## START LISTED ENTRIES

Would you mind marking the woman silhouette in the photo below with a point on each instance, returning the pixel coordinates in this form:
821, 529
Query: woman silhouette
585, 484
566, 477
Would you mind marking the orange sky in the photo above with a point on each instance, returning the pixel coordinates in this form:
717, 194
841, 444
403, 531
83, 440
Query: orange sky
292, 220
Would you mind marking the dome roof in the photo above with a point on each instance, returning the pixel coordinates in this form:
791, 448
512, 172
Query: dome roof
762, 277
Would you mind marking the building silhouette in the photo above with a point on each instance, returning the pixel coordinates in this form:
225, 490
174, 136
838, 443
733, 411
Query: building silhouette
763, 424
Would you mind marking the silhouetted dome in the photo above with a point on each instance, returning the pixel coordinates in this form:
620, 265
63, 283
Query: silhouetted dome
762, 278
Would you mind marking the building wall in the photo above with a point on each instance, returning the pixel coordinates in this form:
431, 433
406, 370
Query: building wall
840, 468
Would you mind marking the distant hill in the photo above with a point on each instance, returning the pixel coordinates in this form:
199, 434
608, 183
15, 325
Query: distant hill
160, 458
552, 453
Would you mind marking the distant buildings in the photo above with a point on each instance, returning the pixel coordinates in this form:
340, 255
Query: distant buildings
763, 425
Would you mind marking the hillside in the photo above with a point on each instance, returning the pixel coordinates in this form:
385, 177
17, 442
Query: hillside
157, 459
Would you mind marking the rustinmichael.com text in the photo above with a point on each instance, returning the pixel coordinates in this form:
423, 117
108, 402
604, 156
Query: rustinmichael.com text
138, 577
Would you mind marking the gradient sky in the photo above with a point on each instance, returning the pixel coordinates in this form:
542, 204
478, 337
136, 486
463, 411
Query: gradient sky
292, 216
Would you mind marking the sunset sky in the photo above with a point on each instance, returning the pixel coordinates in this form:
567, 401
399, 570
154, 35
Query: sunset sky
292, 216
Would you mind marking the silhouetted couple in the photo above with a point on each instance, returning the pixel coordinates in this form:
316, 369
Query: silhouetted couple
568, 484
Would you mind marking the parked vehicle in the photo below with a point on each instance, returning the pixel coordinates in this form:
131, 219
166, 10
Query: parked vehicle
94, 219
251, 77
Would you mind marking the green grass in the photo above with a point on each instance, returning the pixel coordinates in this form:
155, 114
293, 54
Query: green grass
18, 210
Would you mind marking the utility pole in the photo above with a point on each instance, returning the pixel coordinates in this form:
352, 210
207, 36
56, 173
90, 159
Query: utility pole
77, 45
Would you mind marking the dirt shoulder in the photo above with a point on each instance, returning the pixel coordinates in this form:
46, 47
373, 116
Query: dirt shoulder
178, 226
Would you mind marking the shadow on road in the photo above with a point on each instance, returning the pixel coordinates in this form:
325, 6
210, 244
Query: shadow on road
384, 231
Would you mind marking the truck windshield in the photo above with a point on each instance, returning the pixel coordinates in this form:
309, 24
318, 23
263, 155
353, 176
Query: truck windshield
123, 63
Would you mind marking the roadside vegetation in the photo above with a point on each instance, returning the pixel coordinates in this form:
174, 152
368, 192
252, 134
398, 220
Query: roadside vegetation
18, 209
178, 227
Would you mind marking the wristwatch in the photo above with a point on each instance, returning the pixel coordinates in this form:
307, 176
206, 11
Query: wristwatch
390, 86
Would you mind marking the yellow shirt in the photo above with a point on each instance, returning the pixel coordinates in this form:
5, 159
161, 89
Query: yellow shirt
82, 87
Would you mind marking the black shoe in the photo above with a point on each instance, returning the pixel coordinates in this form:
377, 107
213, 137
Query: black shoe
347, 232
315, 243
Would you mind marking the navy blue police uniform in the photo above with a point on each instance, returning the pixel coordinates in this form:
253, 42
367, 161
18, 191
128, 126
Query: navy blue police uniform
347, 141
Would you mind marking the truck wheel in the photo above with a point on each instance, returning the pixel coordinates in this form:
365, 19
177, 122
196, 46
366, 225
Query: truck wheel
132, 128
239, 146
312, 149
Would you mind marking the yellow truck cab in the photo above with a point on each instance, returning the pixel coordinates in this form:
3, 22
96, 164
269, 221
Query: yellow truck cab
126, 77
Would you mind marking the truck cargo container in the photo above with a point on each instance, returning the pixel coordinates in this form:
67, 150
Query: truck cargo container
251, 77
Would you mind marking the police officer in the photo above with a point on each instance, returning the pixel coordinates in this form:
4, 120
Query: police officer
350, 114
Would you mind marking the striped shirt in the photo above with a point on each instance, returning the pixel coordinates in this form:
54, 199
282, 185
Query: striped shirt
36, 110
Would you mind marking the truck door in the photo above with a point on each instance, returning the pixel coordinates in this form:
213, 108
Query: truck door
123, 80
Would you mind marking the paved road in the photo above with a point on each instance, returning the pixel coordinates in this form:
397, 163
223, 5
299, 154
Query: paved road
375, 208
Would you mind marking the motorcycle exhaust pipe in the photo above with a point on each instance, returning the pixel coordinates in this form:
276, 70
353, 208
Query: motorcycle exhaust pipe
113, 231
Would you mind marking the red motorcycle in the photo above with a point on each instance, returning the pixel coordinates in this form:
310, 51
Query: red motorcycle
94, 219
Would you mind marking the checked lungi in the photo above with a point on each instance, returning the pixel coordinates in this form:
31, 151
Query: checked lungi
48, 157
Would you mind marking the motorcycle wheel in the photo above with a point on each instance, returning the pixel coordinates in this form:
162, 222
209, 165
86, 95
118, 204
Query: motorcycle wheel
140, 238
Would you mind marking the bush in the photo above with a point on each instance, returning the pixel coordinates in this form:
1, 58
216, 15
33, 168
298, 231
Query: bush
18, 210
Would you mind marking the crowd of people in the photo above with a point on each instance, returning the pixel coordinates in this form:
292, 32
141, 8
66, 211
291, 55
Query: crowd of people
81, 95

## END LISTED ENTRIES

#### TASK OBJECTIVE:
Restate the whole of the material exactly.

#### WRITTEN RESPONSE:
Would you mind marking the woman silhouette in the photo below with a point on each instance, returning the pixel coordinates in this form:
821, 529
Query: woman silhouette
585, 484
566, 477
Would you mind marking the orange sky in the photo above with a point on each instance, returning the pixel coordinates in this form:
717, 194
841, 444
403, 531
83, 440
Query: orange sky
292, 220
Would you mind marking the dome roof in the photo above with a point on each instance, returning the pixel coordinates in this form:
791, 448
512, 172
Query: dome roof
762, 277
Would you mind marking the building silhouette in the photo above with a point on each instance, returning the pixel coordinates in this form:
225, 490
174, 136
838, 443
733, 411
Query: building silhouette
763, 424
Would you mind marking the silhouetted dome in the photo above with a point on each instance, returning the pixel coordinates in this form:
620, 265
63, 283
Query: silhouetted dome
762, 278
Would you mind marking the building wall in the photo above with a point on each instance, returning the pixel coordinates in this form:
431, 433
406, 370
Query: building wall
840, 468
Would you mind marking the distant hill in the photo above with a point on each instance, returning the pixel coordinates in this form:
199, 434
608, 183
15, 325
Query: distant hill
160, 458
552, 453
Would you mind marking the distant buildings in the photo above with a point on each instance, returning the pixel coordinates in this form:
340, 255
Query: distant buildings
763, 425
Would you mind marking the hillside in the photo above with a point on each instance, returning the pixel coordinates in this form:
385, 177
17, 442
Query: hillside
157, 459
Would you mind marking the rustinmichael.com text in the photo above with a point on each instance, returning the pixel coordinates in this form:
423, 117
108, 402
604, 156
Query: rustinmichael.com text
138, 577
Would you mind marking the gradient sky in the photo above with a point on each instance, returning the pixel coordinates in this form:
542, 204
478, 337
136, 486
463, 411
Query: gradient sky
292, 216
Would you mind marking the sunset sky in the photo above with a point on each instance, returning the pixel coordinates in this form:
567, 401
399, 570
154, 35
Query: sunset sky
292, 216
Would you mind marking the silhouetted couple in the photo above with a point on each instance, returning the pixel coordinates in this form:
316, 369
Query: silhouetted couple
568, 484
Would you mind marking the parked vehicle in the photo below with a point on each instance, returning the pixel coordinates in this form:
131, 219
166, 10
Query: parked vehicle
94, 219
251, 77
Would you mind marking the green grass in the photo above with a point on each instance, returning the pixel coordinates in this form:
155, 114
293, 54
Query: green grass
18, 210
Would you mind marking the utility pole in the photo above with a point on each instance, returning the pixel coordinates in this form:
352, 210
207, 36
56, 173
90, 159
Query: utility pole
77, 45
Would you mind marking the dirt shoulder in the photo above with a point on each instance, returning the pixel coordinates in this form:
46, 47
373, 116
Query: dirt shoulder
178, 226
Would you mind marking the shadow on road in the photo above with a point on each instance, returning the pixel coordinates in this form:
325, 6
210, 244
Query: shadow on road
384, 231
Would you mind marking the truck windshield in the photo above with a point on each instance, returning the pixel coordinates in this form:
309, 24
318, 23
263, 155
353, 176
Query: truck windshield
123, 63
Would you mind marking the roadside vegetation in the photo above with a point on each instance, returning the pixel coordinates in this form:
174, 152
368, 192
252, 134
398, 220
Query: roadside vegetation
18, 209
178, 227
Would you mind marking the wristwatch in the photo above with a point on each instance, returning the pixel coordinates in this form:
307, 176
206, 11
Query: wristwatch
390, 86
Would you mind marking the yellow shirt in the photo above with a point on each instance, returning the pixel coordinates in this form:
5, 159
161, 89
Query: yellow shirt
82, 87
Would you mind marking the black shoe in the photo above with a point on each instance, returning the pixel coordinates in this form:
377, 107
213, 137
Query: black shoe
347, 232
315, 243
Would you mind marking the navy blue police uniform in the photo above with a point on each instance, returning the pixel coordinates in this form:
253, 42
367, 161
18, 191
128, 126
Query: navy blue police uniform
347, 141
Would you mind marking the truck wheel in the photo above with a point on each instance, returning the pixel coordinates in this form:
365, 19
177, 122
196, 46
366, 225
Query: truck wheel
132, 128
239, 146
312, 149
Would you mind marking the yellow truck cab in the photo above with a point on each instance, returning the pixel coordinates in this form:
3, 22
96, 164
269, 221
Query: yellow truck cab
126, 77
Would you mind marking the truck cargo container in the photo above with a point on each instance, returning the pixel coordinates in this form:
67, 150
Query: truck cargo container
251, 77
Would you mind marking the police officer in the photo above with a point on each instance, returning the pixel coordinates in this form:
4, 120
Query: police officer
350, 114
Would you mind marking the striped shirt in the photo above with a point on each instance, returning the pixel coordinates in this form:
54, 199
282, 185
Query: striped shirt
36, 110
Would you mind marking the truck door in the photo above with a point on each instance, returning the pixel coordinates in this form:
213, 108
Query: truck door
123, 80
Would you mind marking the paved road in the photo above with a point on each instance, returning the pixel coordinates in this form:
397, 163
223, 5
299, 154
Query: paved road
375, 208
Would you mind marking the motorcycle exhaust pipe in the photo above with a point on each instance, returning the pixel coordinates in this form:
276, 70
353, 208
Query: motorcycle exhaust pipe
113, 231
Would you mind marking the red motorcycle in the photo above with a point on each instance, returning the pixel coordinates in this form:
310, 51
Query: red motorcycle
94, 219
Would you mind marking the checked lungi in the photo above with a point on each instance, returning the pixel coordinates in this form:
31, 151
Query: checked lungi
48, 157
Would you mind marking the motorcycle wheel in the photo above with a point on each instance, returning the pixel coordinates in this form:
162, 222
209, 165
86, 95
118, 204
Query: motorcycle wheel
140, 238
Would you mind marking the bush in the photo above with a point on each instance, returning the pixel coordinates in this form:
1, 58
216, 15
33, 168
298, 231
Query: bush
18, 210
Would you mind marking the crowd of people in the photo above with a point on each instance, returning the pixel coordinates in this form:
292, 32
141, 8
66, 211
291, 55
Query: crowd of people
81, 95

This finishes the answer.